-- Opening Marker --

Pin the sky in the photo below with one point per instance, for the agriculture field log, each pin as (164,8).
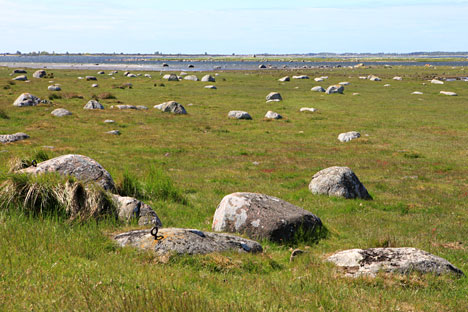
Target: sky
(240,27)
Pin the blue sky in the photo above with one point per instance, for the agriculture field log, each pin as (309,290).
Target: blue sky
(241,27)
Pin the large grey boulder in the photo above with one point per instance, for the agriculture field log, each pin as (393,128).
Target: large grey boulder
(208,78)
(274,96)
(54,88)
(186,241)
(20,78)
(317,89)
(261,216)
(348,136)
(93,104)
(60,112)
(338,181)
(239,115)
(26,99)
(39,74)
(171,107)
(129,208)
(369,262)
(335,89)
(273,115)
(191,78)
(8,138)
(81,167)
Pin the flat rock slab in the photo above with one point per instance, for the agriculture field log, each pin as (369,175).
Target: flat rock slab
(261,216)
(272,115)
(8,138)
(26,99)
(239,115)
(369,262)
(129,207)
(274,96)
(335,89)
(348,136)
(60,112)
(338,181)
(82,167)
(186,241)
(171,107)
(93,104)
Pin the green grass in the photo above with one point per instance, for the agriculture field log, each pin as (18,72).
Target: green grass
(411,158)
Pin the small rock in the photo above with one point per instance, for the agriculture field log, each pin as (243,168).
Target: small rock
(338,181)
(239,115)
(348,136)
(60,112)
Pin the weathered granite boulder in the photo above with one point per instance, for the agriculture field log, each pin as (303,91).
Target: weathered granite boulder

-- Closing Marker --

All of the entries above should be duplicated exactly, except for the pictures.

Pin the sky in the photo below with one point per instance, for the agriculture field log, each pin as (164,8).
Target: sky
(240,27)
Pin the blue sky in the photo above with one point per instance, for the agriculture field log, each pin as (309,290).
Target: blue sky
(241,27)
Pin the large grey boulder in the photo above with one point per instance, for the agriculture field log, each pin as (393,128).
Target: large grey boulder
(208,78)
(274,96)
(54,88)
(186,241)
(20,78)
(317,89)
(261,216)
(348,136)
(93,104)
(60,112)
(338,181)
(239,115)
(26,99)
(39,74)
(171,107)
(129,208)
(369,262)
(335,89)
(273,115)
(191,78)
(8,138)
(81,167)
Pin the flat rock slab in the photo above with one point per instance, for the agriculture field log, each pin as (369,175).
Target: flat rock slab
(261,216)
(272,115)
(8,138)
(26,99)
(239,115)
(369,262)
(129,207)
(274,96)
(335,89)
(348,136)
(60,112)
(338,181)
(82,167)
(186,241)
(171,107)
(93,104)
Pin the green grass in the photo above with one point per instance, for the agriculture field log, each pin as (18,72).
Target: green grass
(411,158)
Pin the small rock in the photo above with one point per instance, for the agriculture field log, each pin as (243,168).
Target: small rock
(338,181)
(239,115)
(348,136)
(60,112)
Pin the weathered granite boulder in the photo above with one point per instance, for the agriculture field log, each pin as (303,91).
Target: weathered granite boulder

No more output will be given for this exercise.